What the task asks: Rewrite all of the data below with each "one point per instance" changed to "one point per object" and everything else left as is. Leave the pictures out of your output.

Data rows:
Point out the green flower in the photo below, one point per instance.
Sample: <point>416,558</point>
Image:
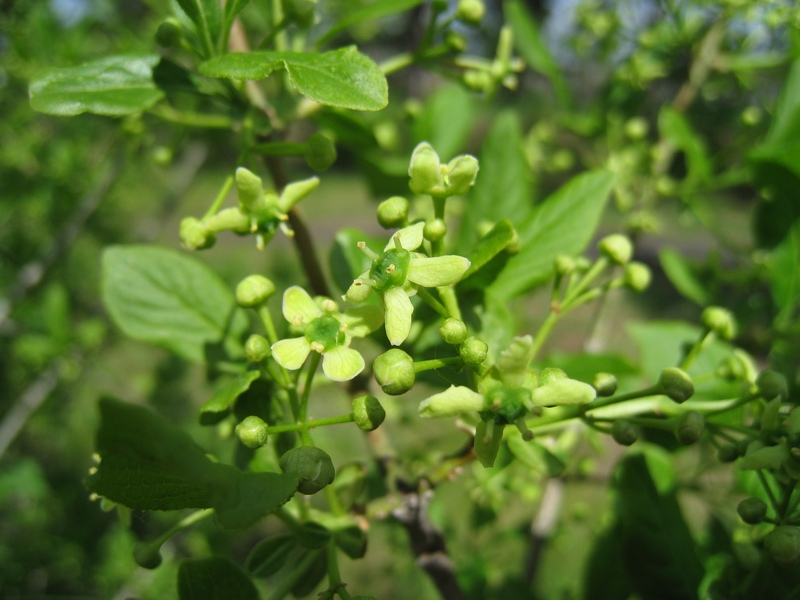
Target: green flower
<point>325,330</point>
<point>398,272</point>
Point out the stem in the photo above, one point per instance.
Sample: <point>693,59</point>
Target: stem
<point>223,192</point>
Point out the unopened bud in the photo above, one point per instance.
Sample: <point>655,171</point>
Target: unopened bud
<point>394,372</point>
<point>368,413</point>
<point>617,248</point>
<point>253,291</point>
<point>393,212</point>
<point>252,432</point>
<point>676,384</point>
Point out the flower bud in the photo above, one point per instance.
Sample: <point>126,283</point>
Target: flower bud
<point>252,432</point>
<point>453,331</point>
<point>147,555</point>
<point>783,544</point>
<point>676,384</point>
<point>368,413</point>
<point>470,11</point>
<point>720,321</point>
<point>169,33</point>
<point>195,236</point>
<point>394,372</point>
<point>624,432</point>
<point>253,291</point>
<point>257,348</point>
<point>771,384</point>
<point>424,171</point>
<point>637,276</point>
<point>605,384</point>
<point>461,174</point>
<point>473,351</point>
<point>562,392</point>
<point>752,510</point>
<point>564,265</point>
<point>312,464</point>
<point>617,248</point>
<point>434,230</point>
<point>320,152</point>
<point>393,212</point>
<point>689,427</point>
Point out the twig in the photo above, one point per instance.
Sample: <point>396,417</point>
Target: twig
<point>428,544</point>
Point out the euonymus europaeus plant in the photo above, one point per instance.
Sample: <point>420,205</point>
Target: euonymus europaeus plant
<point>426,309</point>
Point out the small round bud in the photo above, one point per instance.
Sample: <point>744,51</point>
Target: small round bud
<point>470,11</point>
<point>320,152</point>
<point>253,291</point>
<point>368,413</point>
<point>720,321</point>
<point>434,230</point>
<point>676,384</point>
<point>551,375</point>
<point>783,544</point>
<point>637,276</point>
<point>624,432</point>
<point>605,384</point>
<point>393,212</point>
<point>752,510</point>
<point>252,432</point>
<point>771,384</point>
<point>147,555</point>
<point>394,372</point>
<point>473,351</point>
<point>564,265</point>
<point>257,348</point>
<point>312,464</point>
<point>689,427</point>
<point>194,234</point>
<point>453,331</point>
<point>617,248</point>
<point>727,453</point>
<point>169,33</point>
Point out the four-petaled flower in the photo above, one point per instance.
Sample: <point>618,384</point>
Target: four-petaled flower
<point>398,272</point>
<point>325,330</point>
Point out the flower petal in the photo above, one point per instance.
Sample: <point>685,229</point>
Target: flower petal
<point>342,363</point>
<point>297,303</point>
<point>398,315</point>
<point>362,320</point>
<point>410,237</point>
<point>291,353</point>
<point>451,402</point>
<point>438,270</point>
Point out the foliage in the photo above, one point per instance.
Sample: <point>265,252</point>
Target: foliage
<point>633,177</point>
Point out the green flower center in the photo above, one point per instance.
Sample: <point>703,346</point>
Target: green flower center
<point>326,332</point>
<point>506,404</point>
<point>390,269</point>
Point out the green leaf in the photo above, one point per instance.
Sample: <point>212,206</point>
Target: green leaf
<point>218,407</point>
<point>563,224</point>
<point>680,274</point>
<point>343,78</point>
<point>503,188</point>
<point>368,12</point>
<point>207,18</point>
<point>657,548</point>
<point>149,464</point>
<point>113,86</point>
<point>446,121</point>
<point>169,299</point>
<point>532,48</point>
<point>214,578</point>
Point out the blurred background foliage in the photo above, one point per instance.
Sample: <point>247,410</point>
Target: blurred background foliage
<point>675,97</point>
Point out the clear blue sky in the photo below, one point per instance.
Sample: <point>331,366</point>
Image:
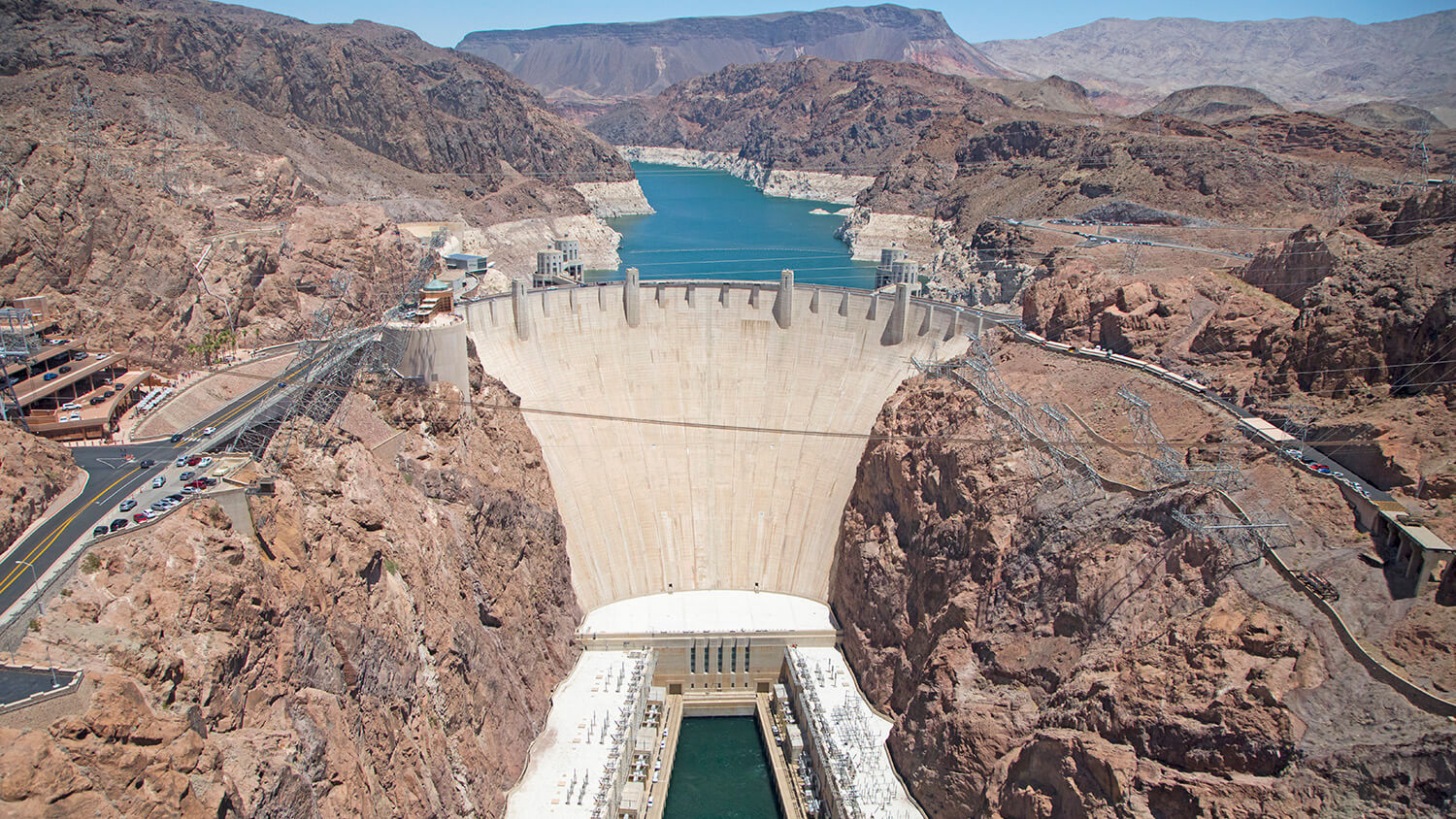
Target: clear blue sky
<point>445,22</point>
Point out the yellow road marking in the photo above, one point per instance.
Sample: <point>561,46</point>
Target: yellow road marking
<point>47,542</point>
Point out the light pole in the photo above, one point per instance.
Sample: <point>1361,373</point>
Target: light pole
<point>35,583</point>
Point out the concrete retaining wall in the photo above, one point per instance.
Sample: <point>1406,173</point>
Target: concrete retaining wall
<point>716,492</point>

Output for this exercise:
Point out the green flower in the photo below, one point per object.
Sample: <point>416,558</point>
Image:
Target: green flower
<point>325,330</point>
<point>398,272</point>
Point out the stem in the photo above, one point per object.
Sample: <point>693,59</point>
Target: stem
<point>223,192</point>
Point out the unopened bud in the photo above, one point per object.
Sample: <point>655,171</point>
Target: unopened bud
<point>394,372</point>
<point>368,413</point>
<point>617,248</point>
<point>253,291</point>
<point>393,212</point>
<point>252,432</point>
<point>676,384</point>
Point out the flower bud in the photo above, one point per object.
Sample: <point>126,283</point>
Target: flower bud
<point>252,432</point>
<point>453,331</point>
<point>147,555</point>
<point>783,544</point>
<point>676,384</point>
<point>368,413</point>
<point>470,11</point>
<point>720,321</point>
<point>169,33</point>
<point>195,236</point>
<point>394,372</point>
<point>624,432</point>
<point>253,291</point>
<point>257,348</point>
<point>771,384</point>
<point>424,171</point>
<point>637,276</point>
<point>605,384</point>
<point>461,174</point>
<point>473,351</point>
<point>562,392</point>
<point>752,510</point>
<point>564,265</point>
<point>312,464</point>
<point>617,248</point>
<point>434,230</point>
<point>320,152</point>
<point>393,212</point>
<point>689,427</point>
Point out the twig in the photo above, one point per object.
Sample: <point>396,417</point>
Target: twig
<point>428,544</point>
Point out the euonymus europaeus plant in the photo above, one point per object.
Sample: <point>420,205</point>
Target: euonymus europaeus plant
<point>426,309</point>
Point out the small round bud in the photo above, one point per object.
Sample: <point>744,51</point>
Target: small round bud
<point>470,11</point>
<point>320,152</point>
<point>253,291</point>
<point>368,413</point>
<point>720,321</point>
<point>434,230</point>
<point>676,384</point>
<point>551,375</point>
<point>783,544</point>
<point>637,276</point>
<point>624,432</point>
<point>605,384</point>
<point>393,212</point>
<point>752,510</point>
<point>252,432</point>
<point>771,384</point>
<point>147,555</point>
<point>394,372</point>
<point>473,351</point>
<point>564,265</point>
<point>257,348</point>
<point>312,464</point>
<point>689,427</point>
<point>194,234</point>
<point>453,331</point>
<point>617,248</point>
<point>727,453</point>
<point>169,33</point>
Point out the four-petaled flower in the photo above, one point per object.
Sample: <point>618,384</point>
Target: four-petaled flower
<point>398,272</point>
<point>325,330</point>
Point out the flower petal in the photo above, one point per object.
Sample: <point>685,229</point>
Target: flower petal
<point>342,363</point>
<point>297,303</point>
<point>398,315</point>
<point>362,320</point>
<point>410,237</point>
<point>291,353</point>
<point>451,402</point>
<point>438,270</point>
Point out the foliage in the photo above, one point per object.
Sample: <point>265,252</point>
Target: foliage
<point>633,177</point>
Point out the green flower center in the photo above, one point per object.
Sample: <point>703,346</point>
Target: green flower center
<point>326,332</point>
<point>506,404</point>
<point>390,269</point>
Point out the green leaf in the photo above, one point per object.
Sample: <point>212,206</point>
Target: green leaf
<point>218,407</point>
<point>563,224</point>
<point>680,274</point>
<point>343,78</point>
<point>503,188</point>
<point>368,12</point>
<point>207,18</point>
<point>657,548</point>
<point>149,464</point>
<point>113,86</point>
<point>446,121</point>
<point>169,299</point>
<point>532,48</point>
<point>214,578</point>
Point out the blurred background foliage in the photo above, one point per object.
Sample: <point>247,410</point>
Target: blurred background foliage
<point>675,97</point>
Point out the clear blue sky in the photo below, one point per object.
Sample: <point>331,366</point>
Image:
Target: clear blue sky
<point>445,22</point>
Point out the yellow road marking in the photo above, one point per object.
Sample: <point>561,46</point>
Target: yellow road marking
<point>47,542</point>
Point out the light pole in the photo above, one point per object.
Sample: <point>1361,373</point>
Target: light pole
<point>35,583</point>
Point out the concrete retaining wall in the photo above, one point per object.
Sample: <point>1406,173</point>
Target: concrete retaining wall
<point>716,492</point>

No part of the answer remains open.